[Referring expression pointing data]
===============

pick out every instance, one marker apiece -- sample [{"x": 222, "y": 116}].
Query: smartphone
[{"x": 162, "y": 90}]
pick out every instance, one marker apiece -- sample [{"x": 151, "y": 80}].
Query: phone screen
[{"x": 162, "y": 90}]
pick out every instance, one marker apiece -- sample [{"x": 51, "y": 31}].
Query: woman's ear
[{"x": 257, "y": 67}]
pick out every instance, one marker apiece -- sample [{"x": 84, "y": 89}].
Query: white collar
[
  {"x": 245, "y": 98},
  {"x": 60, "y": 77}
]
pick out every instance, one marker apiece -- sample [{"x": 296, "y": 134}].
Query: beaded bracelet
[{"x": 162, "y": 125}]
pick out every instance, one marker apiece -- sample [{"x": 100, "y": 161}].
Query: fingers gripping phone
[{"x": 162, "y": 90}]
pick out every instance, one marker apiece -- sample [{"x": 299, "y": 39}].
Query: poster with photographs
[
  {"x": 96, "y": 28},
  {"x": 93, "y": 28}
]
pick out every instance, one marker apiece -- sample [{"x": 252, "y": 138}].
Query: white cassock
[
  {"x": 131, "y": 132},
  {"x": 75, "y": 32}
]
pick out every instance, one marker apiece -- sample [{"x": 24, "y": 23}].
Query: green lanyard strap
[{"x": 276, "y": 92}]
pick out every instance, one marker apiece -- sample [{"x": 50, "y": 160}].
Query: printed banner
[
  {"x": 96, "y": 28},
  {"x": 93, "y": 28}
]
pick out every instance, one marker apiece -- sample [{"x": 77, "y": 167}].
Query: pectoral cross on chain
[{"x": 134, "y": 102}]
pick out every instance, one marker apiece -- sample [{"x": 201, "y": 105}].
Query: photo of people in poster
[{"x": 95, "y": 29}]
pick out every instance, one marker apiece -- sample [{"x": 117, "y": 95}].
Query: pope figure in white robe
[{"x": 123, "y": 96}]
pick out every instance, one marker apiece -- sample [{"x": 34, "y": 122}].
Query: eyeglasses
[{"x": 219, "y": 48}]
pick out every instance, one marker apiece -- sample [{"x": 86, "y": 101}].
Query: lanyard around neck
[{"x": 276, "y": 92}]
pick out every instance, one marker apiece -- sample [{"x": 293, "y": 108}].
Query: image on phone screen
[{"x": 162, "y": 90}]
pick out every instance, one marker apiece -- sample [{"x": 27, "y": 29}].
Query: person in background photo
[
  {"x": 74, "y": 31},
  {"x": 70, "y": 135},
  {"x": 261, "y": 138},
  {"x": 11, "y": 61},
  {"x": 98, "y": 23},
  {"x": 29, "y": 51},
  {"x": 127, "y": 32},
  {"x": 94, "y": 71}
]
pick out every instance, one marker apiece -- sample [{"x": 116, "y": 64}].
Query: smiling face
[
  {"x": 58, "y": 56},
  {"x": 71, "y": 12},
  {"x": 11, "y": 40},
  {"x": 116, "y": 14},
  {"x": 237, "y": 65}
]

===============

◆ Exercise prompt
Exactly as they appear above, write out the line containing "Query: image on phone screen" and each line that comes after it in the records.

◆ Response to this task
Query: image on phone screen
[{"x": 162, "y": 90}]
pick out every instance, one marker apiece -- sample [{"x": 27, "y": 29}].
Query: person in background photo
[
  {"x": 74, "y": 31},
  {"x": 70, "y": 135},
  {"x": 261, "y": 138},
  {"x": 11, "y": 61},
  {"x": 98, "y": 23},
  {"x": 29, "y": 51},
  {"x": 127, "y": 32},
  {"x": 94, "y": 71}
]
pick out every instance, one marker apiece -- sample [{"x": 116, "y": 64}].
Query: smiling face
[
  {"x": 58, "y": 56},
  {"x": 71, "y": 12},
  {"x": 11, "y": 40},
  {"x": 116, "y": 14},
  {"x": 237, "y": 65}
]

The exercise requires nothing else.